Brano da leggere:
★ ★ ★ ★ ★ ★ ★
Nel 1954 giunsero a Milano i fratelli Pomodoro che frequentando l’ambiente di Brera, conobbero Fontana, Baj e Scanavino; del rapporto di Giò coi Simonetti permangono tracce della seconda parte del decennio, ma anche dell’ammirazione per i Concetti spaziali di Lucio Fontana, che arricchirono la collezione tra 1956 e 1958, riconducibili alle serie delle Pietre, dei Gessi, degli Inchiostri dovute a modalità operative differenti.
L’affermazione dell’arte informale in Italia non mancò di interessare Giovan Battista Ettore Simonetti e oltre alle opere dei già citati Tancredi e Scanavino vanno segnalati nella raccolta lavori di Giulio Turcato, Antonio Corpora e Antonio Sanfilippo. Del tutto personale è il percorso di Giuseppe Capogrossi di cui vengono testimoniate la fase figurativa (Paesaggio, 1938) e quella avviata dopo la svolta astratta (1948), che lo porterà verso l’informale segnico, interpretato mediante un peculiare modulo “archetipo” suscettibile di infinite varianti.
Un filone della raccolta porta all’astrazione concreta di Giuseppe Ajmone, presente anche con figure di nudo femminile, e a quella di Annibale Biglione, partecipe del Movimento di Arte Concreta (1948) che incoraggiava l’arte non figurativa, privilegiando immagini forma-colore create dall’artista stesso. Aderirono al MAC anche due personalità le cui ricerche spaziali persegivano un tipo di astrattismo geometrico, connesso a ritmi musicali: Mario Nigro, testimoniato nella raccolta da lavori del 1955-1956, e Luigi Veronesi introdotto nella collezione grazie a Rosa Mazzolini.
★ ★ ★ ★ ★ ★ ★
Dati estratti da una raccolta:

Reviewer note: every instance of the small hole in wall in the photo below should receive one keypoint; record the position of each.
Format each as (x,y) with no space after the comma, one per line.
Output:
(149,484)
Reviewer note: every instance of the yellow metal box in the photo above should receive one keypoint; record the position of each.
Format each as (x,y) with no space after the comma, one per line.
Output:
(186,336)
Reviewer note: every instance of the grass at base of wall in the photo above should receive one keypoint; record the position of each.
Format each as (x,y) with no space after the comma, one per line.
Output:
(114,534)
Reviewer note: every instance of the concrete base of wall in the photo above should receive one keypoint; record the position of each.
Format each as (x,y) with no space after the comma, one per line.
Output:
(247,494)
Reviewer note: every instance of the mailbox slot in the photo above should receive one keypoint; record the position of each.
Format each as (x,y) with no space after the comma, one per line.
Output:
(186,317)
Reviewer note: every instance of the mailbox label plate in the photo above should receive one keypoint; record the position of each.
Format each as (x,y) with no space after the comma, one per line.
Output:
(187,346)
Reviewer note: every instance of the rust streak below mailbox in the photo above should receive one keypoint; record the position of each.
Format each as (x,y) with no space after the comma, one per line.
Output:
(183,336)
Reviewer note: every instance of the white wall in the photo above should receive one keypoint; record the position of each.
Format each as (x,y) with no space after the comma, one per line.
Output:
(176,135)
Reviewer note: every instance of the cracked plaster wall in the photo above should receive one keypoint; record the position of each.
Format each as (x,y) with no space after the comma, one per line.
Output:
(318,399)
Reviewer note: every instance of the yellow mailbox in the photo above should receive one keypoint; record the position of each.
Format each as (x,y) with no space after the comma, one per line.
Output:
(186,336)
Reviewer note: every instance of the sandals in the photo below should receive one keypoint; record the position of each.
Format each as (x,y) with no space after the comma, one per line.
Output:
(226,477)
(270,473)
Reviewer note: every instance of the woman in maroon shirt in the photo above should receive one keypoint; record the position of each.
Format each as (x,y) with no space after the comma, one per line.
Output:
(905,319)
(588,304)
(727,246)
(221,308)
★ ★ ★ ★ ★ ★ ★
Azione richiesta A:
Estrai dal brano il passo che comincia con "L’affermazione dell’arte informale" e finisce con "di infinite varianti.".
Azione richiesta B:
Secondo il brano, in che anno i fratelli Pomodoro arrivarono a Milano?
Le voci riportate sono materiale a sé, indipendente dal brano.

Risposta scritta A:
L’affermazione dell’arte informale in Italia non mancò di interessare Giovan Battista Ettore Simonetti e oltre alle opere dei già citati Tancredi e Scanavino vanno segnalati nella raccolta lavori di Giulio Turcato, Antonio Corpora e Antonio Sanfilippo. Del tutto personale è il percorso di Giuseppe Capogrossi di cui vengono testimoniate la fase figurativa (Paesaggio, 1938) e quella avviata dopo la svolta astratta (1948), che lo porterà verso l’informale segnico, interpretato mediante un peculiare modulo “archetipo” suscettibile di infinite varianti.

Risposta scritta B:
Nel 1954.